__Texto extraído__:
*****

Nadia Nadim

1988, Herat, Afganistán

La vida de Nadia Nadim volvió a empezar desde cero. Tenía doce años y, allí, en aquel campo de refugiados de Aalborg (Dinamarca), solo contaba con el calor de sus hermanas, Diana, Giti, Muskan y Mudja, y de su madre, Hamida. Atrás había quedado tanto que nunca volvió la mirada, y encontró a la mejor aliada para no hacerlo: una pelota de plástico con la que mataba el tiempo junto con otros niños. Se iniciaba así un nuevo idilio, una conexión a la que llegaba sin haber sido nunca una gran apasionada de este deporte.

Nadia nunca había visto a una chica jugar al fútbol. No era consciente de que aquel juego con el que lograba evadir sus temores podía ser un modo de vida, una forma de empezar a ser feliz. El pasado había sido muy cruel con ella y con su familia y esperaba que el futuro no lo fuera. Así llegó a aquel lugar, muy confusa con lo que allí le esperaba. En su rostro había olvido, pero también ilusión. Lejos de su Afganistán natal, Nadia buscaba una segunda oportunidad. O, mejor dicho, quería disfrutar de un segundo tiempo en el que remontar el gran partido de su vida.

*****

__Tareas requeridas__:
**1.** Imprima el fragmento del texto sobre Nadia Nadim que comienza en "La vida de Nadia" y termina en "de este deporte.".
**2.** Responda, según el texto sobre Nadia Nadim:
(a) ¿Qué edad tenía Nadia cuando estaba en el campo de refugiados?
(b) ¿Cómo se llama su madre?
(c) ¿Qué es lo que Nadia nunca había visto?
**3.** Prosiga el texto sobre Nadia Nadim desde el punto en que termina.
Para realizar las tareas no es necesario consultar el listado.

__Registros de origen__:
*****

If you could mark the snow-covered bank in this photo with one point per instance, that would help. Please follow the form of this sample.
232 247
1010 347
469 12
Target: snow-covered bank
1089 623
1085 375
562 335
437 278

*****

__Resultados por tarea__:
**1.**
La vida de Nadia Nadim volvió a empezar desde cero. Tenía doce años y, allí, en aquel campo de refugiados de Aalborg (Dinamarca), solo contaba con el calor de sus hermanas, Diana, Giti, Muskan y Mudja, y de su madre, Hamida. Atrás había quedado tanto que nunca volvió la mirada, y encontró a la mejor aliada para no hacerlo: una pelota de plástico con la que mataba el tiempo junto con otros niños. Se iniciaba así un nuevo idilio, una conexión a la que llegaba sin haber sido nunca una gran apasionada de este deporte.

**2.**
(a) Doce años.
(b) Hamida.
(c) A una chica jugar al fútbol.

**3.**
La primera parte había sido dura. Demasiado. No solo había sido el dejar todo atrás, sino también el cómo había tenido que hacerlo. Su viaje perdió la alegría de quien afronta nuevos proyectos y adquirió esa tristeza de los que tienen que huir de su casa con grandes pérdidas, entre ellas la de su padre. Él había sido una de las víctimas de aquella guerra que se había iniciado en su país. Todo se torció, entre tristeza y destrucción, a finales de los años noventa. Los talibanes se hicieron con el poder e impusieron su ley, acabando con todo aquel que no quisiera cumplirla. Era el escenario de un conflicto que dejó familias resquebrajadas, y la de Nadia fue una de ellas.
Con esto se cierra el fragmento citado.